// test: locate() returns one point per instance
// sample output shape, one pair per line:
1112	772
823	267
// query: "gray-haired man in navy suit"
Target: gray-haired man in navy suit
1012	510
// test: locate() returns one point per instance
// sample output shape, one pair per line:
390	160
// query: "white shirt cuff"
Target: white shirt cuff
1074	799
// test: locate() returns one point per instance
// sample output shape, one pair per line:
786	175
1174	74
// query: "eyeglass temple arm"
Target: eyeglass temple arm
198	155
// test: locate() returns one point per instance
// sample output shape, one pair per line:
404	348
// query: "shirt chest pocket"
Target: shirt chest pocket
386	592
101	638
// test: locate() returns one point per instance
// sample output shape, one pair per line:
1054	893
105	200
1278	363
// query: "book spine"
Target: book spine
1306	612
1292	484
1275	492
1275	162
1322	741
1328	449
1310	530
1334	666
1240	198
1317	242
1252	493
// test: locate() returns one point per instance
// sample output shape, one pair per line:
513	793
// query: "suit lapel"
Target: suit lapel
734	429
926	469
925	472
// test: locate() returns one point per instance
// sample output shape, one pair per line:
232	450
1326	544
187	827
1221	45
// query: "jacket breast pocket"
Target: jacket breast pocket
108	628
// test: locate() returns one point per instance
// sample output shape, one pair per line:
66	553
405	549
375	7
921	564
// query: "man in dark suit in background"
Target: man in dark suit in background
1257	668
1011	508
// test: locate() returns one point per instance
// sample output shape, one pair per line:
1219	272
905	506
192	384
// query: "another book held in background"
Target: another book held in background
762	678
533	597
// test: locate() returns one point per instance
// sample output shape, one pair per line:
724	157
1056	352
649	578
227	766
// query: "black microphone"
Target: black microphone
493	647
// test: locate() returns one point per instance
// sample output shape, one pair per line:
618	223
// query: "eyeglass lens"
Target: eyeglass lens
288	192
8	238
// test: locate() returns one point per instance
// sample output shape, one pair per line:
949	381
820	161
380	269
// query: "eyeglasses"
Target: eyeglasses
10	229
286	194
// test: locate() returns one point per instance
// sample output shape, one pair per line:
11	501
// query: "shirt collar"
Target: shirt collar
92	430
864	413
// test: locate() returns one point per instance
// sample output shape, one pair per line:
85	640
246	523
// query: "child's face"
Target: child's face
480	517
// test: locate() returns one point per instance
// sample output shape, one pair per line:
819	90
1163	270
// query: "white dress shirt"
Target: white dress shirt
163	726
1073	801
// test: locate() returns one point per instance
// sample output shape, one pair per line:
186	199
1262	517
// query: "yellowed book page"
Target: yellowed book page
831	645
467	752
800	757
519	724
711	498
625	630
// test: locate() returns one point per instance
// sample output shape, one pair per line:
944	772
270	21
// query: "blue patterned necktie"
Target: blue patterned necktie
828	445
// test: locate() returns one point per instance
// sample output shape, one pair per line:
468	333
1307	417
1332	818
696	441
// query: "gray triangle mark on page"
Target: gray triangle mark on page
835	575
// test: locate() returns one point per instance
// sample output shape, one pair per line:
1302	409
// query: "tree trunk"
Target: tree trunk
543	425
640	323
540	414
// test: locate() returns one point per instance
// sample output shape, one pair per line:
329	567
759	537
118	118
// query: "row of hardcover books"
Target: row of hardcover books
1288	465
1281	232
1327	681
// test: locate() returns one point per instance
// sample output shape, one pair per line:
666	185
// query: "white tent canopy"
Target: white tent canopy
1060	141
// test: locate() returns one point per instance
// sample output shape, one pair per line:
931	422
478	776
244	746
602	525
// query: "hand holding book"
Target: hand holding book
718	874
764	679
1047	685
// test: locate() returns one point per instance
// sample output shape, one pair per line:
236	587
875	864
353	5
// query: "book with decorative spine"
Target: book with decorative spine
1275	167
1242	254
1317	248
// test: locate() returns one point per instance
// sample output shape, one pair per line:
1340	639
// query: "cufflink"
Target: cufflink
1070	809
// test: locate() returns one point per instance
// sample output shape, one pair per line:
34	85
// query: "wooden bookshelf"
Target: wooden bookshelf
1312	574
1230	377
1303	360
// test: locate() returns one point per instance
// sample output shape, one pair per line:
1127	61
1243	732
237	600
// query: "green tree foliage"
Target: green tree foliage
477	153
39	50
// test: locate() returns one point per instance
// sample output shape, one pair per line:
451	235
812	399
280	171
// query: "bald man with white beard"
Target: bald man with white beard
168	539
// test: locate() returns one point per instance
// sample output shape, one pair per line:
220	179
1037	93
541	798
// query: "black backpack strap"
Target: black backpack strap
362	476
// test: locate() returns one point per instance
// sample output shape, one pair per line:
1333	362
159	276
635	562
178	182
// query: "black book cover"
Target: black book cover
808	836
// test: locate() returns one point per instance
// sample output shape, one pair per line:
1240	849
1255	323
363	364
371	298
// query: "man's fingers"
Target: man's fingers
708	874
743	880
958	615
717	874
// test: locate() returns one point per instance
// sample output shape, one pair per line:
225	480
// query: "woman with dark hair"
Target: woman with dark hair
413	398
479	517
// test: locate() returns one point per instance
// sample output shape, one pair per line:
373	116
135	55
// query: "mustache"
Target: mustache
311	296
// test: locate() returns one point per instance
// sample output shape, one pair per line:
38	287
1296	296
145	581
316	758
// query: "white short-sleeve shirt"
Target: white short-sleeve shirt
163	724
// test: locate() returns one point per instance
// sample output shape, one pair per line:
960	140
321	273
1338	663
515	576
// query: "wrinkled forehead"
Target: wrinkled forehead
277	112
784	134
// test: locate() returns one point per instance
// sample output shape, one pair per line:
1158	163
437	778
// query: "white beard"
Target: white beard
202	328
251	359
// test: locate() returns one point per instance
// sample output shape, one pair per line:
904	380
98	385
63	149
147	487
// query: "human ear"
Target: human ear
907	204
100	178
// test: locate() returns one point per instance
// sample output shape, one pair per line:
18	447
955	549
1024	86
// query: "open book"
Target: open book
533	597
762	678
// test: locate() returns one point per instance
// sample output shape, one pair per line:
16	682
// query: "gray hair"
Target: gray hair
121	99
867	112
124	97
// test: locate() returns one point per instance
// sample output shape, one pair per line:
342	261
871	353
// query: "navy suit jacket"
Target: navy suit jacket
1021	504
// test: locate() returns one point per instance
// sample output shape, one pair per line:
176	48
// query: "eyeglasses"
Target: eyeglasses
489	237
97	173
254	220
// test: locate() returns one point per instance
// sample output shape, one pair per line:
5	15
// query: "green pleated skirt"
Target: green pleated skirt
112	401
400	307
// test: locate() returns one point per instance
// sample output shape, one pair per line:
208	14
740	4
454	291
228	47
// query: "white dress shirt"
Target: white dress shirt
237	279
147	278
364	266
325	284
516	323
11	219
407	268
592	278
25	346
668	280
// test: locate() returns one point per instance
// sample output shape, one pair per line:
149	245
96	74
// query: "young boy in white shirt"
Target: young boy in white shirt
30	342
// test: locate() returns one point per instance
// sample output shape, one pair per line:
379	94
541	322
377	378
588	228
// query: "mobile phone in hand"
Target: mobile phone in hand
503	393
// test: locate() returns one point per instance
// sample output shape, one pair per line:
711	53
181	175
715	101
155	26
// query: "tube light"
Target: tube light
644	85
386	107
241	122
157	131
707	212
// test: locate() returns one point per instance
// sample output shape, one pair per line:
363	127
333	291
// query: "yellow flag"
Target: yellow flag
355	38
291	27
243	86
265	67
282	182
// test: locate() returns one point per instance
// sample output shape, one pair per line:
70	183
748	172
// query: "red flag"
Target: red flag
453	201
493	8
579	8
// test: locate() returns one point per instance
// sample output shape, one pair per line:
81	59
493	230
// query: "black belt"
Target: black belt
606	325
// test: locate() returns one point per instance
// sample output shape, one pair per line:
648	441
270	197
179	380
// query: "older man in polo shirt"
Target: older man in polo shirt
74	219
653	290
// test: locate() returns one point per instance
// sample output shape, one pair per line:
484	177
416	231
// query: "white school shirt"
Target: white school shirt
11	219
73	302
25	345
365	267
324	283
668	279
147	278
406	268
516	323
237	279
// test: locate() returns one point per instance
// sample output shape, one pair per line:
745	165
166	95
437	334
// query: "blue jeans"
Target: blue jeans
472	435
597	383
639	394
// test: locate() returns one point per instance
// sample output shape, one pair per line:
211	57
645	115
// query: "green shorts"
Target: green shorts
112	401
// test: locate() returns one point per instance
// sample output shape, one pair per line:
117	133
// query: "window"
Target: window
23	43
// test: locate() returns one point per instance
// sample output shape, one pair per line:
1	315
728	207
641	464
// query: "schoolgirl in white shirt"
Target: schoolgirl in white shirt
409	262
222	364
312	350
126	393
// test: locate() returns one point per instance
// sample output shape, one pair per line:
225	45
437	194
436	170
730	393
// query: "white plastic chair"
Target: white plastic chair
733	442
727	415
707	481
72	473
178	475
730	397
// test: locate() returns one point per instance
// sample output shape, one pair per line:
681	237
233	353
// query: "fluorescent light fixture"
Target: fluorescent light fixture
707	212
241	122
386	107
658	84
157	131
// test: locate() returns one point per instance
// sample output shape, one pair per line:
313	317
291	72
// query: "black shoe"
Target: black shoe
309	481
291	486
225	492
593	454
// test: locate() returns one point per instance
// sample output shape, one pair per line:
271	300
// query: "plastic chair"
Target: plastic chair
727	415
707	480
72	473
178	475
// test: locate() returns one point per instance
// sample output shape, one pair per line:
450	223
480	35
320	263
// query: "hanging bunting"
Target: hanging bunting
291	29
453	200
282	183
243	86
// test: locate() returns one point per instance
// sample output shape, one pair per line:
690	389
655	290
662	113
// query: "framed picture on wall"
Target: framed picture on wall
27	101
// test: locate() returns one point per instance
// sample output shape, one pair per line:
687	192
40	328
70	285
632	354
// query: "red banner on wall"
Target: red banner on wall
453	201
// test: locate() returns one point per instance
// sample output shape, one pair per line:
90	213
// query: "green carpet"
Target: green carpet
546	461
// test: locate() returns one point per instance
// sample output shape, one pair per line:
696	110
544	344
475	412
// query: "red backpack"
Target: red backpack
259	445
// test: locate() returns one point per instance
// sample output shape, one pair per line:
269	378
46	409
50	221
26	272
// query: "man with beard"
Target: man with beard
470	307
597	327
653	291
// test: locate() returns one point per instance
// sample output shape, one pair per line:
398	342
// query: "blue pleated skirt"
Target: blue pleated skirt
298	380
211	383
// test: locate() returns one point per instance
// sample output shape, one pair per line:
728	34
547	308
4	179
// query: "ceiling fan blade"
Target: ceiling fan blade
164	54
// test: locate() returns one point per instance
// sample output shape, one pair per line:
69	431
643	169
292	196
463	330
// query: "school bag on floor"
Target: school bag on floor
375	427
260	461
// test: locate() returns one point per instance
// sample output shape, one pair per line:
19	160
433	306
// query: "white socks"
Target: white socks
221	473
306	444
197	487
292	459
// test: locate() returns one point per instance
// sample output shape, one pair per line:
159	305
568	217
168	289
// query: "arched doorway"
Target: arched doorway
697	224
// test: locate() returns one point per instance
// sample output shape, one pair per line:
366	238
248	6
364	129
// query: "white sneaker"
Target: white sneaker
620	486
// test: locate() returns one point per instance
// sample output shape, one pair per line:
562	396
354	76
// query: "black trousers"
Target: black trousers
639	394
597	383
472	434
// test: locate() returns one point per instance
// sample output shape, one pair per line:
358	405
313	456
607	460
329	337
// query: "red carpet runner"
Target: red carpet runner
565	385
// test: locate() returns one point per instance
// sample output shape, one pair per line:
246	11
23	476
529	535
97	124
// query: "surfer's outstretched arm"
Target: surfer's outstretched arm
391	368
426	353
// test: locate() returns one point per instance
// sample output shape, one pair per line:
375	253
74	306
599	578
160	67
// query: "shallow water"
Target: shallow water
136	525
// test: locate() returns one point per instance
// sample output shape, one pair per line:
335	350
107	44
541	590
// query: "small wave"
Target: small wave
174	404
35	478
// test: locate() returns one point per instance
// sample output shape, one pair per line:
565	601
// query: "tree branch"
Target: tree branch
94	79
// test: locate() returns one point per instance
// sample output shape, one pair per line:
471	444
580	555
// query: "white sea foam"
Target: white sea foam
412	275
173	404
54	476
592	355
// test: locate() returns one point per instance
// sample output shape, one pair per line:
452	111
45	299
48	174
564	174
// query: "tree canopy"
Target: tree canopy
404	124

● ● ● ● ● ● ●

▸ **Problem**: Find each line in the items above that contains the string "hardcover" and copy it out. Capitalization counts.

▸ **Full answer**:
// query: "row of hardcover books"
Target: row of hardcover books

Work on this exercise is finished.